**SET PROBLEM 1:** In the rows below, take the lines starting at the line that contains "Can you find the white cloud?" and ending at the line that contains "x=853, y=596". Output them as a JSON list of strings, one string per line, with blank lines omitted.

**PROVIDED PASSAGE:**
■ ■ ■ ■ ■
# Where to live?



## katiepotato (Apr 29, 2008)

Hi all

I'm new on here so looking for some help!

I've been offered a 6 month temp role in Dubai and the company is providing accomodation. Their office is in the Jadaf area. 

Is it best to take temporary accomodation and wait until I get there (probably June) to find something longer-term or am I OK letting them find me somewhere? Either way, can anyone advise me on which areas I can reasonably consider bearing traffic etc in mind? 

Any advice would be much appreciated

K


----------



## marc (Mar 10, 2008)

Hi Katie,

I have been told that if you let your company choose for you, they will pick a cheap area, that you may not like.

Its best to find yourself that way you know you will be happy.


----------



## katiepotato (Apr 29, 2008)

thanks marc - I'll speak to the company again about it

which areas would you recommend looking in?


----------



## cairogal (Aug 11, 2007)

katiepotato said:


> Hi all
> 
> I'm new on here so looking for some help!
> 
> ...


For a 6 month gig I would just let your employer pick it and pay for it on your behalf. Finding a place to live upon arrival is pretty stressful, and since it's only for 6 months your options are more limited as many (read: most) properties are up for a 12 month minimum.
■ ■ ■ ■ ■
**SET PROBLEM 2:** Reproduce the Dubai housing thread word for word, starting at "# Where to live?" and ending at "etc in mind?".

[Entries from a point annotation set]
■ ■ ■ ■ ■
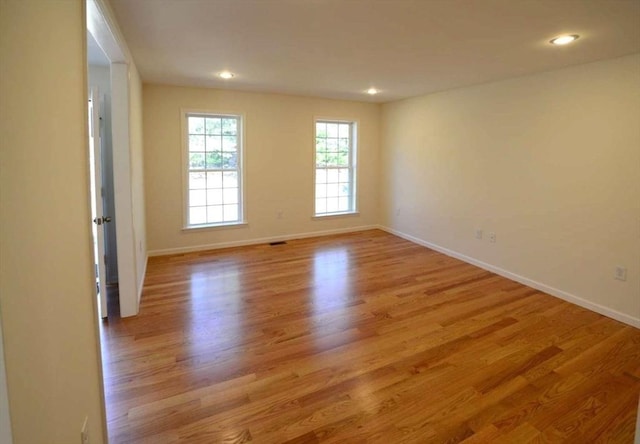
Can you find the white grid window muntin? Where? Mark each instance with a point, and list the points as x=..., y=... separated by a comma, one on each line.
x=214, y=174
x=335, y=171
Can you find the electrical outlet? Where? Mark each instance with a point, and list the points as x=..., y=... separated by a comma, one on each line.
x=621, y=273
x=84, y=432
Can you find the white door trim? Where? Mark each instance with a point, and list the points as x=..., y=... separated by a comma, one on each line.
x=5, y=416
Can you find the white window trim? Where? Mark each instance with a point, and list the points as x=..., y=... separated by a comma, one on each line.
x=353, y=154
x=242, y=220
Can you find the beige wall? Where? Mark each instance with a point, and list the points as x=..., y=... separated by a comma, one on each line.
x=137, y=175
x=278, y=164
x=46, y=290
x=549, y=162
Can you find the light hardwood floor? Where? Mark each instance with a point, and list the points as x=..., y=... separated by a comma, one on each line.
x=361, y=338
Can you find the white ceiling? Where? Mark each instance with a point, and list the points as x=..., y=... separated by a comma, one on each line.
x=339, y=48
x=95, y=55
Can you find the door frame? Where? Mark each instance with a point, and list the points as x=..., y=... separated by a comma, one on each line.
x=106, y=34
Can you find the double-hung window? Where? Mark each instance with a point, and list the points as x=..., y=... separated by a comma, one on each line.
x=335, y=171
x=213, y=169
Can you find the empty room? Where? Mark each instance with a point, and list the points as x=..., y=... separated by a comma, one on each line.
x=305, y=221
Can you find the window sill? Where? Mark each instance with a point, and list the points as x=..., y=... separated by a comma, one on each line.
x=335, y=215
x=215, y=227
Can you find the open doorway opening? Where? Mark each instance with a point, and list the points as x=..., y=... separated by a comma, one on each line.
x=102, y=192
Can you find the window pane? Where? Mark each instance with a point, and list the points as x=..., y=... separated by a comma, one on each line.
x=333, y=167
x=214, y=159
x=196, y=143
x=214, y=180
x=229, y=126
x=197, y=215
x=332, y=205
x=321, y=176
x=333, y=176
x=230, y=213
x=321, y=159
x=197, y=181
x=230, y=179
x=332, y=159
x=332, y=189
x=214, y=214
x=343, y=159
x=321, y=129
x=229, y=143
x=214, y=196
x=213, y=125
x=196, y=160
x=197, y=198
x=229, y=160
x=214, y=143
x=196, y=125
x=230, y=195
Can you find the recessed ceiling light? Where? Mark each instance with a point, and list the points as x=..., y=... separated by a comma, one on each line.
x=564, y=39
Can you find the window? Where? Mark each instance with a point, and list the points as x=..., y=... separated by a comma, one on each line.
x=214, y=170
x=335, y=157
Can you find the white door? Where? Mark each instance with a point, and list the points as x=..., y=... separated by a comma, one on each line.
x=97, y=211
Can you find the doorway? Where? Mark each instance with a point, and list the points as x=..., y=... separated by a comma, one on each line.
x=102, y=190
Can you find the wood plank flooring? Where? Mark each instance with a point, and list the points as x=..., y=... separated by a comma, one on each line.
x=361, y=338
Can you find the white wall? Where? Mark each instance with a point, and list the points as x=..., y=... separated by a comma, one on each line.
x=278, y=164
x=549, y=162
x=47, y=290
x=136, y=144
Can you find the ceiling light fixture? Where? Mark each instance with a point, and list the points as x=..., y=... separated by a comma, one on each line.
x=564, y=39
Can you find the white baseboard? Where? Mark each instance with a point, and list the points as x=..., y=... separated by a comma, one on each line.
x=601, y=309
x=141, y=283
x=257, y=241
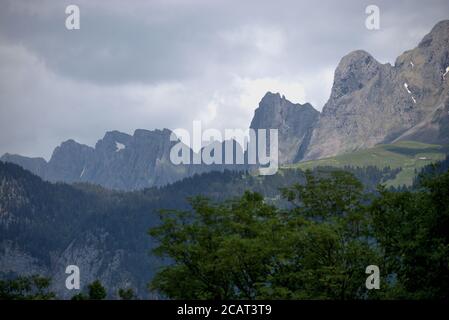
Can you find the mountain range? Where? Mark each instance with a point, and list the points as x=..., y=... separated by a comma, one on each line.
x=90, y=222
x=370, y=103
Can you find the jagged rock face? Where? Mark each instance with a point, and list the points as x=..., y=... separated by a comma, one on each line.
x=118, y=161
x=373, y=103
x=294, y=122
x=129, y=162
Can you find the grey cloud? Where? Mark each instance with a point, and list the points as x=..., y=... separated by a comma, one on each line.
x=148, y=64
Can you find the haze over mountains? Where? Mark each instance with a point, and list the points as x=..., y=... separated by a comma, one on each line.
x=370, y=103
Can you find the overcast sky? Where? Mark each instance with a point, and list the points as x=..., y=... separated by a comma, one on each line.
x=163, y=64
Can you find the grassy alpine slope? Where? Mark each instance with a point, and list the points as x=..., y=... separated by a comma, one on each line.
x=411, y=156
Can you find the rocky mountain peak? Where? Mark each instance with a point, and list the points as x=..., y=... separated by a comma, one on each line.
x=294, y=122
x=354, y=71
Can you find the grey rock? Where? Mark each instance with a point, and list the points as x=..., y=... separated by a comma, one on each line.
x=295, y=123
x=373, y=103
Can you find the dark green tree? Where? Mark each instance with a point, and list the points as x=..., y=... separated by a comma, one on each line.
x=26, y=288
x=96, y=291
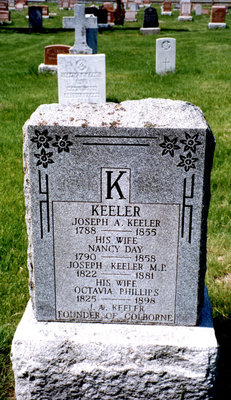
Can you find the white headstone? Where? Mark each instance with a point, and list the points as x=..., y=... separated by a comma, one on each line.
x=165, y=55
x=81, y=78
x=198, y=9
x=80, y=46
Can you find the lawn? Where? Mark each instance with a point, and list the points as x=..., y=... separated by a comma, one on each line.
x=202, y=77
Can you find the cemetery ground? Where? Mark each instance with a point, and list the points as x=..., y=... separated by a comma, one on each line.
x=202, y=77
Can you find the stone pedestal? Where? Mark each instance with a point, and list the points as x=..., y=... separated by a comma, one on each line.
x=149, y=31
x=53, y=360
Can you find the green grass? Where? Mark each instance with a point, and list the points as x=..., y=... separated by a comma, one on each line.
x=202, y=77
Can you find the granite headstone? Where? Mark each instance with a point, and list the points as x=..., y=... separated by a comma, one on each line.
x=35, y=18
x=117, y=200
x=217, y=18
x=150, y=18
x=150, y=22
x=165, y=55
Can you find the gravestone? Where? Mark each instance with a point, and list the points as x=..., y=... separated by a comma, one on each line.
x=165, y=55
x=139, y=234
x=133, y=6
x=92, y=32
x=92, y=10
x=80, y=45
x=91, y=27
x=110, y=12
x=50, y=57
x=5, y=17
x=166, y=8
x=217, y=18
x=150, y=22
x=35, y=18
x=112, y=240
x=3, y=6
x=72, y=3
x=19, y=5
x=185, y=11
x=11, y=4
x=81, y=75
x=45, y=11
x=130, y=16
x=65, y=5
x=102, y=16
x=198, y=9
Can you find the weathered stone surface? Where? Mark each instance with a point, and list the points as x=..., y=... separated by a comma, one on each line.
■ ■ ■ ■ ■
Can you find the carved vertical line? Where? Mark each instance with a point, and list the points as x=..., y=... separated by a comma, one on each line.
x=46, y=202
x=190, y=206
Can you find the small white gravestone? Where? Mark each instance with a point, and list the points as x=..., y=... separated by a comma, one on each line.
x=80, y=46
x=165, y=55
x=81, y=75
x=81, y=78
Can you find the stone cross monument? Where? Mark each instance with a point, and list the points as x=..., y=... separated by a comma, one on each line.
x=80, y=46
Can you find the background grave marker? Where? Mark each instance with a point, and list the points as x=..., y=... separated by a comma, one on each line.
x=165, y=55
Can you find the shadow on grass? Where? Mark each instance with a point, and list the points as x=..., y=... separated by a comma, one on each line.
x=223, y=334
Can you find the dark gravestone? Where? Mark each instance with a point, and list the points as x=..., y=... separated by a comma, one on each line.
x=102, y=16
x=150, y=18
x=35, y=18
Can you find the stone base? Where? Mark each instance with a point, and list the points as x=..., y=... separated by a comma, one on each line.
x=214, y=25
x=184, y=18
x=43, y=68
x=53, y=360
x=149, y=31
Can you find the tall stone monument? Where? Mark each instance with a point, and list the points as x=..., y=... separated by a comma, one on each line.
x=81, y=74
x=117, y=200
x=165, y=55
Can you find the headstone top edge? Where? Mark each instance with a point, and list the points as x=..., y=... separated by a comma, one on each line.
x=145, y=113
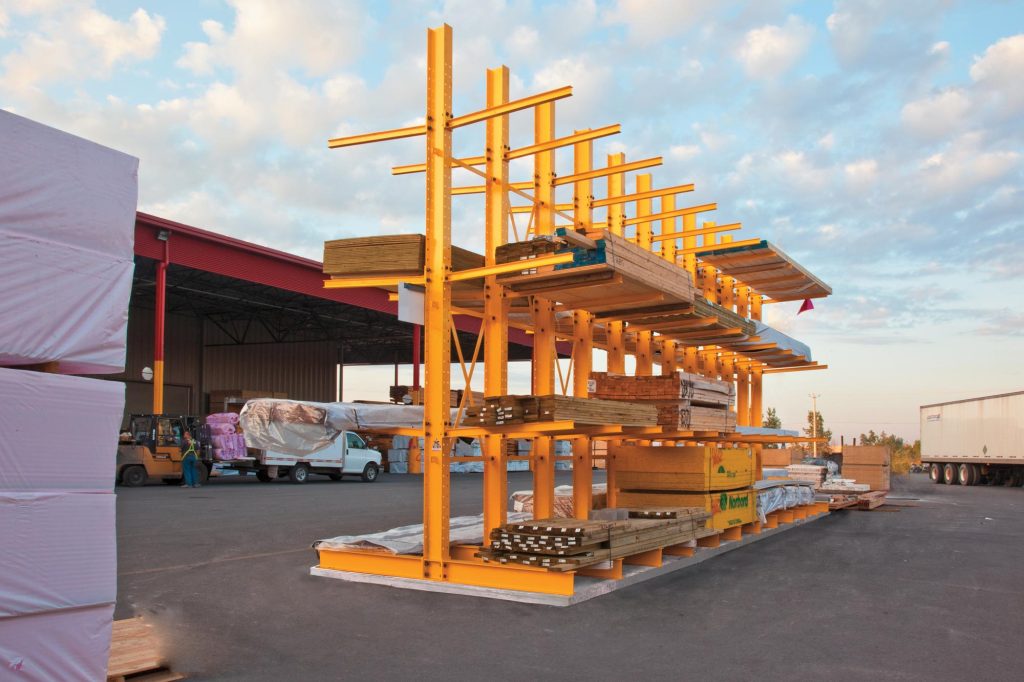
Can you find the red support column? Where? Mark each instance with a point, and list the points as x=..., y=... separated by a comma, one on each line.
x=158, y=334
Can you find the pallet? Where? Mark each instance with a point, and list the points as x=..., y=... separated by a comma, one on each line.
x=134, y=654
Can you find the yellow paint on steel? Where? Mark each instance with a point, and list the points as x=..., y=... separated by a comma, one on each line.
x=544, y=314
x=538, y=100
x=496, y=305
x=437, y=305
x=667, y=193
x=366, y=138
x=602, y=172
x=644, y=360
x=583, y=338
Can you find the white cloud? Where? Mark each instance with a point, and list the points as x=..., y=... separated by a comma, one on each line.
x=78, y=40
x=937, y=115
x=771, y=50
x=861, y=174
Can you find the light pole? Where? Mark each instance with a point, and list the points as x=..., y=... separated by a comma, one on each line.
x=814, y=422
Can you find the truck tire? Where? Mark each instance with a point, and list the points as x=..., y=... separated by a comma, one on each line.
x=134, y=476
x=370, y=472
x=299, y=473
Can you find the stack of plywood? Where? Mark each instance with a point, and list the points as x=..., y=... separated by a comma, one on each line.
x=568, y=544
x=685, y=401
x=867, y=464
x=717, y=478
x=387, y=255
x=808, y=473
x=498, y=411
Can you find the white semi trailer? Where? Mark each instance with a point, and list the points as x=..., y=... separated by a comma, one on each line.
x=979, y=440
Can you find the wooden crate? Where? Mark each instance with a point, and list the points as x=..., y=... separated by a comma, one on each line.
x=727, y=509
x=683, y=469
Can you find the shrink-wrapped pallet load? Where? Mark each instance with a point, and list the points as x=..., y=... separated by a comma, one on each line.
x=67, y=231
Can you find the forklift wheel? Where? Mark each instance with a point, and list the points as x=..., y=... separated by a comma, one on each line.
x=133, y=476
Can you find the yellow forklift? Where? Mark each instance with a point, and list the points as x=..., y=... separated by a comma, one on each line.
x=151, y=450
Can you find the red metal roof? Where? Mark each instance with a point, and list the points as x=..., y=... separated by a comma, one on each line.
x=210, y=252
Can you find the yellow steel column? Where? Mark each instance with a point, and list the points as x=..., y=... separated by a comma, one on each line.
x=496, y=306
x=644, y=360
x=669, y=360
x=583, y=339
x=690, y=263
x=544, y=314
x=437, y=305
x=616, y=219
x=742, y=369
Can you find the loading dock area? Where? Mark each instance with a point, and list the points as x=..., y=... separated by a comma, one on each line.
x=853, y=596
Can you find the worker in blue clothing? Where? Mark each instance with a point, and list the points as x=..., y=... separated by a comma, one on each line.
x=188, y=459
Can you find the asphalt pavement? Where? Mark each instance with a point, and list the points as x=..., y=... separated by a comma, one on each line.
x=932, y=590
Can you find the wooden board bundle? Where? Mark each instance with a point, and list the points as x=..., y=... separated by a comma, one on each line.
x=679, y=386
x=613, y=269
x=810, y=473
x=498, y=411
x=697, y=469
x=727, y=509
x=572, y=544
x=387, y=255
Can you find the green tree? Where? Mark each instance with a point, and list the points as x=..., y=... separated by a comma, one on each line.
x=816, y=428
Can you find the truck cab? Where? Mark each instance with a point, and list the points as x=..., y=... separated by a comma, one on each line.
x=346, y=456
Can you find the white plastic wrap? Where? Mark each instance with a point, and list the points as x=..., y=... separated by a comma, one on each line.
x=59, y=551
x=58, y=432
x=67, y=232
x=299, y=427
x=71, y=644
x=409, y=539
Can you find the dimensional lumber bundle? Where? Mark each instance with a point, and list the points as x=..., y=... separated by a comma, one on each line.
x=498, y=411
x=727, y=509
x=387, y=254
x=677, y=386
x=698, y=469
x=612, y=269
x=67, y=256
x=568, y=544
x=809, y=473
■ ■ ■ ■ ■
**CORRECT ANSWER 1:**
[
  "Can you find the white cloud? Where? Mark each instance with a point, and list the points as x=..., y=... separated by a comma, one on each line.",
  "x=78, y=40",
  "x=937, y=115",
  "x=771, y=50",
  "x=861, y=174",
  "Can you find the light pole? Where? Mark each instance with a point, and list the points as x=..., y=... separated by a comma, one on each line.",
  "x=814, y=422",
  "Can you find the truck tire? Where? Mark each instance with a point, and list the points as x=..., y=... separated by a comma, one on each line.",
  "x=134, y=476",
  "x=370, y=472",
  "x=299, y=473",
  "Can you find the stack of plywood? Where? Mark each instance with a point, and list the points as x=..., y=... separated by a comma, one on each line.",
  "x=568, y=544",
  "x=685, y=401",
  "x=867, y=464",
  "x=717, y=478",
  "x=387, y=255",
  "x=808, y=473",
  "x=498, y=411",
  "Can you find the white semi trailer? Where? Mark each instance with a point, and list the points as x=..., y=... separated by a comma, one on each line.",
  "x=979, y=440",
  "Can you find the wooden crate? Where? Mark each instance with a point, and list the points as x=..., y=... separated by a comma, one on each line.",
  "x=727, y=509",
  "x=683, y=469",
  "Can you find the shrink-wrapped pallet load? Where? Mark each instance with a point, and list the points as x=..., y=... separated by a comma, one on each line.",
  "x=67, y=231",
  "Can you find the forklift wheel? Where? Mark each instance with a point, and list the points as x=..., y=... separated by a comma, one on each line.",
  "x=133, y=476",
  "Can you find the yellow forklift? Where? Mark each instance with a point, and list the points as x=..., y=... separated by a comma, one on each line.",
  "x=151, y=450",
  "Can you find the red metal roof? Where? Mark each instance with a point, and list the points as x=..., y=... separated by a comma, one on each line.",
  "x=210, y=252",
  "Can you find the yellow steel column? Where? Mark each instance with a point, and list the points as x=..., y=... separated by a comma, one on each line.",
  "x=496, y=306",
  "x=644, y=360",
  "x=669, y=360",
  "x=583, y=339",
  "x=690, y=263",
  "x=544, y=314",
  "x=437, y=305",
  "x=616, y=219",
  "x=742, y=369",
  "Can you find the loading dock area? Where? Mark each instance with a point, and list the points as x=..., y=... separated by a comma, one on each line.",
  "x=853, y=596"
]

**CORRECT ANSWER 2:**
# Where to live?



## katiepotato (Apr 29, 2008)

Hi all

I'm new on here so looking for some help!

I've been offered a 6 month temp role in Dubai and the company is providing accomodation. Their office is in the Jadaf area. 

Is it best to take temporary accomodation and wait until I get there (probably June) to find something longer-term or am I OK letting them find me somewhere? Either way, can anyone advise me on which areas I can reasonably consider bearing traffic etc in mind?